READING TEXT:
■ ■ ■ ■ ■ ■ ■
Issue 4352: imp.find_module() fails with a UnicodeDecodeError when called with non-ASCII search paths

➜

This issue tracker has been migrated to GitHub, and is currently read-only.
For more information, see the GitHub FAQs in the Python's Developer Guide.

This issue has been migrated to GitHub: https://github.com/python/cpython/issues/48602

classification

Title:	imp.find_module() fails with a UnicodeDecodeError when called with non-ASCII search paths
Type:	behavior	Stage:
Components:	Interpreter Core, Library (Lib), Unicode, Windows	Versions:	Python 3.0, Python 3.1

process

Status:	closed	Resolution:	fixed
Dependencies:		Superseder:
Assigned To:		Nosy List:	Jukka Aho, Serg.Asminog, amaury.forgeotdarc, asvetlov, benjamin.peterson, gvanrossum, vstinner
Priority:	normal	Keywords:

Created on 2008-11-19 05:17 by Jukka Aho, last changed 2022-04-11 14:56 by admin. This issue is now closed.

Files
File name	Uploaded	Description	Edit
find_module.py	Jukka Aho, 2008-11-19 05:17
test.py	Serg.Asminog, 2011-12-09 12:05

Messages (20)
msg76038 - (view)	Author: Jukka Aho (Jukka Aho)	Date: 2008-11-19 05:17
imp.find_module() seems to cause an UnicodeDecodeError when the path list contains paths with non-ASCII names. Tested on Windows [1]; see the attached test case which demonstrates the problem. [1] Python 3.0rc2 (r30rc2:67141, Nov 7 2008, 11:43:46) [MSC v.1500 32 bit (Intel)] on win32
msg76045 - (view)	Author: STINNER Victor (vstinner) *	Date: 2008-11-19 13:13
The example works correctly on Linux (py3k trunk). The problem is maybe specific to Windows?
msg76048 - (view)	Author: Amaury Forgeot d'Arc (amaury.forgeotdarc) *	Date: 2008-11-19 13:52
Indeed. It happens when the filesystem encoding is not utf-8. I have several changes in my local workspace about this, which also deal with zipimport and other places that import modules. I suggest to let 3.0 go out and correct all this for 3.1.
msg83825 - (view)	Author: STINNER Victor (vstinner) *	Date: 2009-03-19 22:59
> Indeed. It happens when the filesystem encoding is not utf-8. How can I test it on Linux?
msg83828 - (view)	Author: STINNER Victor (vstinner) *	Date: 2009-03-19 23:06
Oh, I found sys.setfilesystemencoding("latin-1")! But even with that, your example find_module.py works correctly with py3k trunk. The problem has maybe gone?
msg83829 - (view)	Author: Benjamin Peterson (benjamin.peterson) *	Date: 2009-03-19 23:10
Well, latin-1 can decode any arbitrary array of bytes, so of course it won't fail. :)
msg84459 - (view)	Author: Andrew Svetlov (asvetlov) *	Date: 2009-03-30 02:28
I can reproduce this problem on Windows Vista, fresh py3k sources. Looks like bug occurs only with Latin-1 characters. At least Cyrillic works ok.
■ ■ ■ ■ ■ ■ ■
[Point labeling examples]
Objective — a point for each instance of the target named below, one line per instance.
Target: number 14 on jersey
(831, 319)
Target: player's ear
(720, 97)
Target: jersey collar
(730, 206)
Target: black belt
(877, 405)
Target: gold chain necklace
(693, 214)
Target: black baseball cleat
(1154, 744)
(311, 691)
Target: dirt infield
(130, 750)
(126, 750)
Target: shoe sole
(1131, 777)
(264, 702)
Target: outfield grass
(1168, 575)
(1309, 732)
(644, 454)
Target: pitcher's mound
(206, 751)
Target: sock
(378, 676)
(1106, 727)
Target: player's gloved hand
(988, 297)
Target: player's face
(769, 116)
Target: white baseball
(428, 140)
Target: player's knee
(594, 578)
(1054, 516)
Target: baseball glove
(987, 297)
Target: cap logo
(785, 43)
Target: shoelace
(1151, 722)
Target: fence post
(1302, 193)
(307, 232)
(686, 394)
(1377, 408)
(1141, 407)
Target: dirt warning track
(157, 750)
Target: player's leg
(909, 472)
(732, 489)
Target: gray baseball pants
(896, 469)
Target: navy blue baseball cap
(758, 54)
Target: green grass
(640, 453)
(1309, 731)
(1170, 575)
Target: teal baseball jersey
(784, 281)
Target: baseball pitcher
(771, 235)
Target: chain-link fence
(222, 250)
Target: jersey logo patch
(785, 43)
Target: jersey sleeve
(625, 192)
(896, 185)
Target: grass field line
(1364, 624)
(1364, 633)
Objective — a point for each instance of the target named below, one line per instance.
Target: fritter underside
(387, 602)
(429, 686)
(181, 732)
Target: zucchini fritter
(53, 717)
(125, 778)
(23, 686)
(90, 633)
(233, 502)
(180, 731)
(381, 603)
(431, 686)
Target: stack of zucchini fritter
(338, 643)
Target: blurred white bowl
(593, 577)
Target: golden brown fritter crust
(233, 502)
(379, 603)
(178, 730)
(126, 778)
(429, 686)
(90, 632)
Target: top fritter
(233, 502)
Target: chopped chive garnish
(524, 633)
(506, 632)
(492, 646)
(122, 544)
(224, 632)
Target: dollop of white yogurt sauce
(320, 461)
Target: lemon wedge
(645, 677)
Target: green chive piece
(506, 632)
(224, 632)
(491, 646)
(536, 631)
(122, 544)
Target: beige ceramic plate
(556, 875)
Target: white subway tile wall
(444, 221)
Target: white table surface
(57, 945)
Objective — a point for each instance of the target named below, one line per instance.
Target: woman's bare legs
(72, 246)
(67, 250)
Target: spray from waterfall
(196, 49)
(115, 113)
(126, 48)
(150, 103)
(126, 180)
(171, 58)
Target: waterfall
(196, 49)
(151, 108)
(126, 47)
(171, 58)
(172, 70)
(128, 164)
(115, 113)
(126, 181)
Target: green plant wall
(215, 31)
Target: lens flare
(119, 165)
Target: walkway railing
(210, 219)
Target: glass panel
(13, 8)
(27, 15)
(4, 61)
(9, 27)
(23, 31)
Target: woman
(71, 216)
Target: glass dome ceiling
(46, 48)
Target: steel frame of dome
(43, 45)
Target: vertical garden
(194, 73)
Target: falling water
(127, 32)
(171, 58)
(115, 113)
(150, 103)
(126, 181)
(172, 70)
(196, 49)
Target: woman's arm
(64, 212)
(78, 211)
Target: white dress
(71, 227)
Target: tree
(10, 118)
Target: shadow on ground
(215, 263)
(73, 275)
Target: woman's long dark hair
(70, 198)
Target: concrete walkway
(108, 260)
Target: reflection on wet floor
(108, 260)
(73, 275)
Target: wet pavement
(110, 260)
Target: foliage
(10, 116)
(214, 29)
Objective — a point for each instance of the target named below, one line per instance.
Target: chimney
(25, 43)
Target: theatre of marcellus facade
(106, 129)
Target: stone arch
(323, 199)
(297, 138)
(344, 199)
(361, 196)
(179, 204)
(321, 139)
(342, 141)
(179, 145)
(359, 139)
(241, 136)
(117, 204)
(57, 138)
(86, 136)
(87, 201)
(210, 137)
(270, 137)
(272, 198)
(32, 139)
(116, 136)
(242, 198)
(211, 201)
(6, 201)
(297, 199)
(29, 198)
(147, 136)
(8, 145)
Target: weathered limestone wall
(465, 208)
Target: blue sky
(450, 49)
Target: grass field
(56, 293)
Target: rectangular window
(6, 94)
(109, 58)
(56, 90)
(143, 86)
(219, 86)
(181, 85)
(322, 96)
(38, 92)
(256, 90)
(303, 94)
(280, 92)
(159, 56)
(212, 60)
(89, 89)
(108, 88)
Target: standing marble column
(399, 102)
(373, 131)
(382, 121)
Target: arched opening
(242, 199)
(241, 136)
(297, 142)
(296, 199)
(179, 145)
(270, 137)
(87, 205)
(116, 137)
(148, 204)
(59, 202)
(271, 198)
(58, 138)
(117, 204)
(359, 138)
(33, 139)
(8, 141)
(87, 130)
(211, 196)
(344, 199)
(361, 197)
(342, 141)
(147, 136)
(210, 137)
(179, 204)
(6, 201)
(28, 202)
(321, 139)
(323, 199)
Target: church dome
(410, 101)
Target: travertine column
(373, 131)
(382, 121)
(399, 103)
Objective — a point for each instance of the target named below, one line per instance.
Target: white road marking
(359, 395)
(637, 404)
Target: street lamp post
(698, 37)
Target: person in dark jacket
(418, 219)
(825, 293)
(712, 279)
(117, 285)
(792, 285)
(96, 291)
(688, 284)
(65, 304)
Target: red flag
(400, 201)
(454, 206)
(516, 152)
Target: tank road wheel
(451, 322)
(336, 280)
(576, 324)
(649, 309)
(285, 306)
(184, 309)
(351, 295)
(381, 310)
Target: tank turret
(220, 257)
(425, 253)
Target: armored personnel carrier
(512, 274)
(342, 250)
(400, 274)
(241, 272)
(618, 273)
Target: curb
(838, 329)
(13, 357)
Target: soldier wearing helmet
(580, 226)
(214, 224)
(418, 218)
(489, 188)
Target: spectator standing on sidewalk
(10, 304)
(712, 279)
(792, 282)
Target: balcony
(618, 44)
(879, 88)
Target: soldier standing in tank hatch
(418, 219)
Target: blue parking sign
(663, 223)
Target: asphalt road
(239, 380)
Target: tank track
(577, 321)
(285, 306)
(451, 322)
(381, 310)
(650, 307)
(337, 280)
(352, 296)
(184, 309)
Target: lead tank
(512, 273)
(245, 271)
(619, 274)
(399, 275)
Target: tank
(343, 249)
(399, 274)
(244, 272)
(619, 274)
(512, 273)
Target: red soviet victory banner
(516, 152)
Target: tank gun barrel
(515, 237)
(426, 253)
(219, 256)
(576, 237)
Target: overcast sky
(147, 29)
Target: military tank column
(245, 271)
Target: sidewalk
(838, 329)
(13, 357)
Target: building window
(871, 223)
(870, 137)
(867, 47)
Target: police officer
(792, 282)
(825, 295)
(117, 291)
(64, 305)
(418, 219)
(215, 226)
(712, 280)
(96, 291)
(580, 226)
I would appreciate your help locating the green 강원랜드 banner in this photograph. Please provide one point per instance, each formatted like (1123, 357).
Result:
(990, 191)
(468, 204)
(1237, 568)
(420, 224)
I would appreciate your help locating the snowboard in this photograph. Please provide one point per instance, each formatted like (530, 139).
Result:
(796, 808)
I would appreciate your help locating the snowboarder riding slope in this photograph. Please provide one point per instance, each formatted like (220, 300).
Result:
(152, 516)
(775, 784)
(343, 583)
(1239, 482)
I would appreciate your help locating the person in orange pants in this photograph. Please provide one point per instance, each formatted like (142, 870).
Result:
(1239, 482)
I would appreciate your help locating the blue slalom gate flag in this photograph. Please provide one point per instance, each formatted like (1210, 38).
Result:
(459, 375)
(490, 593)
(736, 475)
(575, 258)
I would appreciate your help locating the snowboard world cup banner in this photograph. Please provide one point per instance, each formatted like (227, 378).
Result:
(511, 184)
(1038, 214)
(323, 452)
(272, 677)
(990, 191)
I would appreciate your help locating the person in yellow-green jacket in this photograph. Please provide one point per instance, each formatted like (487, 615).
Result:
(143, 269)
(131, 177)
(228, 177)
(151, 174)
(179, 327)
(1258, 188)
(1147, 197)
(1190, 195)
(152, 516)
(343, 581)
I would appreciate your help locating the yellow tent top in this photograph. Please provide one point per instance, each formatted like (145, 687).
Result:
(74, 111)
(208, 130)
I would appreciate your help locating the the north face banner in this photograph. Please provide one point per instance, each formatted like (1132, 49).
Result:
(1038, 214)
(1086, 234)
■ ■ ■ ■ ■ ■ ■
EXERCISE PROMPT: Repeat everything in the imp.find_module() issue page above from "Created on 2008-11-19" down to "Messages (20)".

PROBLEM SOLUTION:
Created on 2008-11-19 05:17 by Jukka Aho, last changed 2022-04-11 14:56 by admin. This issue is now closed.

Files
File name	Uploaded	Description	Edit
find_module.py	Jukka Aho, 2008-11-19 05:17
test.py	Serg.Asminog, 2011-12-09 12:05

Messages (20)